Folgendes erledigen:
1. Nennen Sie alle Benutzernamen, unter denen im Textauszug über Forellenköder Beiträge erscheinen.
2. Schreiben Sie den Abschnitt des Textauszugs über Forellenköder zwischen "## Skunk2000 (15." und "mein Bliner sein?", beide einschließlich, originalgetreu ab.

Textauszug:
# Wie groß sollte ein Blinker für Forellen sein?



## Skunk2000 (15. Januar 2002)

Hi!
Ich gehe mit meinem Vater am Sonntag an einen Forellenteich und wir wollen dort ein bisschen mit Blinker angeln! (Geht bei uns viel besser wie mit Mais oder Wurm)
Früher hatte ich einen 2.5cm langen Gummifisch mit einem vorgeschaltetem Spinnerblatt, nur er ging nach ein paar Bissen kaputt und war ganz zerfetzt!
Bei uns gibt es nur einen Inter-Sport der hat nicht gerade viel auswahl! Wie groß sol mein Bliner sein? 
Achso und da gibts auch Lachsforellen (ich weiß ihr seit von denen nicht so begeistert!)
wie groß sollte da der Blinker sein?

---------------------------------------------------------------
Angeln ist die beste Droge!
Grüße aus dem Schwabenland, Euer Skunk2000


----------



## Franky (15. Januar 2002)

Hi Skunk,anstatt eines Blinkers würde ich einen Spinner vorziehen! Mepps Gr. 1 - max. Gr. 3 in silber, gold oder kupfer.Wenn Du dennoch einen Blinker nehmen möchtest, nimm so kleine als eben möglich! 10 g maximal! Falls Du an soetwas wie Meerforellenblinker gedacht haben solltest: vergiß es, die sind zu groß! "Teichforellen" sind mitunter so blöd, daß sie das nicht als Beute erkennen...

-------------------------------------------------------
Immer &acute;nen Kescher voll
//-\ Franky //-\


----------



## til (15. Januar 2002)

Oder einen kleinen Wobbler. Shad Rap wenns tief genug ist (3m), sonst normalen Rapala 5 bis 7cm Länge.

-------------------------------------------------------
Catch & Release:
Mehr Fisch für Alle und natürliche Bestände.
 Spinnfischen auf Raubfische


----------



## Lynx (15. Januar 2002)

Servus Skunk,
einen Kunstköder auf Forellen in stehenden Gewässern würde ich mit 3-4gr. wählen. Blinker in dieser Größe fällt mir momentan keiner ein. Die sind erst so um die 6 gr. zu bekommen, und die sind für Forellen zu schwer.
Versuchen würde ich es mit Spinner.
z.B. Mepps Aglia, Balzer colonel Perlmut
Gut sind auch die Weichplastik-Beutefischchen von Balzer-&acute;Spinner Colonel Fish Print Nature&acute;. Wie gesagt alles so mit 3-4gr.

Bereitgestelltes Material:
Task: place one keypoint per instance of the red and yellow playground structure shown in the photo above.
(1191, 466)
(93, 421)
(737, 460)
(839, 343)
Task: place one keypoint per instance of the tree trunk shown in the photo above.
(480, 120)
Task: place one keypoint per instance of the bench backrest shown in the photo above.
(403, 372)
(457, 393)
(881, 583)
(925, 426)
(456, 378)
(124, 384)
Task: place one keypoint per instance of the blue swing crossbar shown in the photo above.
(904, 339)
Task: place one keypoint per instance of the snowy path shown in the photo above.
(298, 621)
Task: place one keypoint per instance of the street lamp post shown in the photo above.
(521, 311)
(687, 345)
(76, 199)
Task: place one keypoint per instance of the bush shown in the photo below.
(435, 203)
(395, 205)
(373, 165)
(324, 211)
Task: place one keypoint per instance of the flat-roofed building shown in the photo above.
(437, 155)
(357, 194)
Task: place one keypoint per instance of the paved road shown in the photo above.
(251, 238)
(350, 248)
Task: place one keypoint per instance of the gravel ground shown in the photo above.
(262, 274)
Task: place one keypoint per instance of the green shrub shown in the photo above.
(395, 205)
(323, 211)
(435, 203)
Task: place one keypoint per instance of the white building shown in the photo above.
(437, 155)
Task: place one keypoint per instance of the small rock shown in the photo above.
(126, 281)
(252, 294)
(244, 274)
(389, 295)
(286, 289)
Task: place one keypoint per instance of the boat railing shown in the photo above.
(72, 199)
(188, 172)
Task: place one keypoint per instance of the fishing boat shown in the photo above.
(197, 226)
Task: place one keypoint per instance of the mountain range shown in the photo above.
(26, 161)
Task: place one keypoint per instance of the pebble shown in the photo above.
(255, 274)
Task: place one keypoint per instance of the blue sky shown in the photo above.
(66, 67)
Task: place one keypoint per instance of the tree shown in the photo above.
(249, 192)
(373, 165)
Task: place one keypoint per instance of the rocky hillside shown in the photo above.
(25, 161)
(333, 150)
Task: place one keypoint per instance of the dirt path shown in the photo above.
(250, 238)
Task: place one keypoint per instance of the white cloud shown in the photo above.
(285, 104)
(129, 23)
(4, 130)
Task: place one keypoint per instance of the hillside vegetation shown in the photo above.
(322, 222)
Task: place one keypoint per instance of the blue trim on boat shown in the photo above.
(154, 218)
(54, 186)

Antworten je Aufgabe:
1. Skunk2000, Franky, til, Lynx

2.
## Skunk2000 (15. Januar 2002)

Hi!
Ich gehe mit meinem Vater am Sonntag an einen Forellenteich und wir wollen dort ein bisschen mit Blinker angeln! (Geht bei uns viel besser wie mit Mais oder Wurm)
Früher hatte ich einen 2.5cm langen Gummifisch mit einem vorgeschaltetem Spinnerblatt, nur er ging nach ein paar Bissen kaputt und war ganz zerfetzt!
Bei uns gibt es nur einen Inter-Sport der hat nicht gerade viel auswahl! Wie groß sol mein Bliner sein?